START Text passage

How might these variants impact plans for the COVID vaccine formula that gets updated for the fall?
This is the time of year when governing bodies like the WHO and FDA recommend a formulation for updated COVID vaccines that will roll out in early fall. Last year, the vaccines were based on the XBB.1.5 variant, and only a few months later, the JN.1 variant became the dominant variant in the U.S.
At the end of April, the WHO announced that their COVID vaccine advisory group advises using the JN.1 lineage as the antigen for the upcoming formulations of the vaccine. All of these FLiRT variants are within the JN.1 family of variants.
Here in the U.S., the FDA has postponed its meeting to determine the fall 2024 COVID vaccine from mid-May to early June. That gives them more time to see which of the FLiRT variants is becoming the dominant one so they can fine-tune the WHO recommendation to what they anticipate will be most prominent in the fall.

END Text passage
START Source data

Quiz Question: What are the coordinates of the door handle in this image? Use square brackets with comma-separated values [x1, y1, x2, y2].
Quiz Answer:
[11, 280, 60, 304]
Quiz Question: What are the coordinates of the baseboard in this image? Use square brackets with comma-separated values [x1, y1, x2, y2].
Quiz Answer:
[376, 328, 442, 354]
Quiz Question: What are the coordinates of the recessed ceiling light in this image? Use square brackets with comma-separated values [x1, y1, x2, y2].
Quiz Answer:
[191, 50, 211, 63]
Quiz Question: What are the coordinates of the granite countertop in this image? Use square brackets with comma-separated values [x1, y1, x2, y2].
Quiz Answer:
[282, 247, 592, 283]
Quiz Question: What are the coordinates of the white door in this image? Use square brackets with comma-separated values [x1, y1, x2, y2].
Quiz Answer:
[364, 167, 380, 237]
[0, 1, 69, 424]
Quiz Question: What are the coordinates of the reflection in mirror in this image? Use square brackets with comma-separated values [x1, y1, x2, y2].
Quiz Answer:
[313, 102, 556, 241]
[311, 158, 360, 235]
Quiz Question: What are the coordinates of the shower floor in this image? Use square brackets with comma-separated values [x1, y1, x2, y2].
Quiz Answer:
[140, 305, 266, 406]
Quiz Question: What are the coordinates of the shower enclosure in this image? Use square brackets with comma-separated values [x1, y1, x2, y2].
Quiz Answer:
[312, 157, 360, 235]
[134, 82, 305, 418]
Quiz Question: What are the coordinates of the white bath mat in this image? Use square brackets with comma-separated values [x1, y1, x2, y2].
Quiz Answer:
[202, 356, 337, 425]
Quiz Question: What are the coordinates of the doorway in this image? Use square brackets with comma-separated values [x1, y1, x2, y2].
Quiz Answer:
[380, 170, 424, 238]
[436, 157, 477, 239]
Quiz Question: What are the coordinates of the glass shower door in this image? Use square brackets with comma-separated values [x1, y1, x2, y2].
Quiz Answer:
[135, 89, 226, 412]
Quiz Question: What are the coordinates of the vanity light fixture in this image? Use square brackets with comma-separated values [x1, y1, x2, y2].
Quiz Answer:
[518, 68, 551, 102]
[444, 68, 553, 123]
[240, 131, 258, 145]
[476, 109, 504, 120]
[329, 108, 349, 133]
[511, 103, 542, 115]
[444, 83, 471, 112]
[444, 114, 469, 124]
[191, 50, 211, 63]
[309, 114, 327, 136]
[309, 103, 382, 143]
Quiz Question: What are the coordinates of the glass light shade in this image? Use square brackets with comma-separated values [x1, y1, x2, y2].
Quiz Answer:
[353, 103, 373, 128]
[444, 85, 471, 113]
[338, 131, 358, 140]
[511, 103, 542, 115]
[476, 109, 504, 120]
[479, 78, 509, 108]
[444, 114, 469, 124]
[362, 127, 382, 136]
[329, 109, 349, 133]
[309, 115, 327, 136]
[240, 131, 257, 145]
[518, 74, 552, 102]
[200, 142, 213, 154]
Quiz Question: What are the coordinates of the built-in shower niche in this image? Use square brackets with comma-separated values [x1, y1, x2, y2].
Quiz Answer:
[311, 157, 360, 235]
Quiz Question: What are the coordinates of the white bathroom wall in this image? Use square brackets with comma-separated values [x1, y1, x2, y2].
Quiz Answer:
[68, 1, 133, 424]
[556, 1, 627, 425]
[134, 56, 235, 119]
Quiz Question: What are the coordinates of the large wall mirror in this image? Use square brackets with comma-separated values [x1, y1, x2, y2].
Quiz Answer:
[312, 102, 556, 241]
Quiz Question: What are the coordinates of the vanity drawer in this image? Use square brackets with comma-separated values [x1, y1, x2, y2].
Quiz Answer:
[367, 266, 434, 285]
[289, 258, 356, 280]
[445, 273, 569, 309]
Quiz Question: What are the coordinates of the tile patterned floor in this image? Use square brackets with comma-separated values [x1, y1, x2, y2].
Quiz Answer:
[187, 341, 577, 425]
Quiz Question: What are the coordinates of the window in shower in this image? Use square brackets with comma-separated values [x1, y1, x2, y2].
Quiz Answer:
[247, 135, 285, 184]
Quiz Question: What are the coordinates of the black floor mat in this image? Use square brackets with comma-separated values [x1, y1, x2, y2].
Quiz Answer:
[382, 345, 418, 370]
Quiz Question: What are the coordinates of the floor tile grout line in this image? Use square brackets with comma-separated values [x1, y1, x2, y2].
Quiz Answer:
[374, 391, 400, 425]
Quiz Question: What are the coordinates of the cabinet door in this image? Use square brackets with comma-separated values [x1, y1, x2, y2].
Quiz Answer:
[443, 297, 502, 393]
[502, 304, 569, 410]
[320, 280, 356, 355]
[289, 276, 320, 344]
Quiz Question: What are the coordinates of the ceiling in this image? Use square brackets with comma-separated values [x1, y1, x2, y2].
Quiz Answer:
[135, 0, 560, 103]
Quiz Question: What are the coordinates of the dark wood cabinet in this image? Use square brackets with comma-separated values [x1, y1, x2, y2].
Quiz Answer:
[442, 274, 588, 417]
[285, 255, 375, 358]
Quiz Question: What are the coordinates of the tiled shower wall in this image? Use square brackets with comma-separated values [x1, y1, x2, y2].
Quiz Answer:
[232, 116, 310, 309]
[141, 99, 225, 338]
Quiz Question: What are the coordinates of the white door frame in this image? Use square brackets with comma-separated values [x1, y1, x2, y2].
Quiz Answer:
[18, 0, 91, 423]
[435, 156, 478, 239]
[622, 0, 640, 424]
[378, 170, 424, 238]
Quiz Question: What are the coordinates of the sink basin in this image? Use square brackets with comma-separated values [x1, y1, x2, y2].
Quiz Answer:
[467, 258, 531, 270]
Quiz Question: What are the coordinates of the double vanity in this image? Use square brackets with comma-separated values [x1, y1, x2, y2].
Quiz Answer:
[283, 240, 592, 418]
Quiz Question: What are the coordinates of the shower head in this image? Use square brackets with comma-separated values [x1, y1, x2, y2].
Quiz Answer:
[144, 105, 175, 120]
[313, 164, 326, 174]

END Source data

Work instruction 1:
Answer these questions about the COVID vaccine text.
(a) Which variant were last year's vaccines based on?
(b) What did the WHO advisory group advise using as the antigen for the upcoming formulations?
(c) To when did the FDA postpone its meeting on the fall 2024 COVID vaccine?
Work instruction 2: Change the part of the COVID vaccine text starting with "This is the" and going on through "in the fall.", so that "early June" is replaced with "mid-June".
The records are separate material that has no connection to the text above them.

Task response 1:
(a) The XBB.1.5 variant.
(b) The JN.1 lineage.
(c) Early June.

Task response 2:
This is the time of year when governing bodies like the WHO and FDA recommend a formulation for updated COVID vaccines that will roll out in early fall. Last year, the vaccines were based on the XBB.1.5 variant, and only a few months later, the JN.1 variant became the dominant variant in the U.S.
At the end of April, the WHO announced that their COVID vaccine advisory group advises using the JN.1 lineage as the antigen for the upcoming formulations of the vaccine. All of these FLiRT variants are within the JN.1 family of variants.
Here in the U.S., the FDA has postponed its meeting to determine the fall 2024 COVID vaccine from mid-May to mid-June. That gives them more time to see which of the FLiRT variants is becoming the dominant one so they can fine-tune the WHO recommendation to what they anticipate will be most prominent in the fall.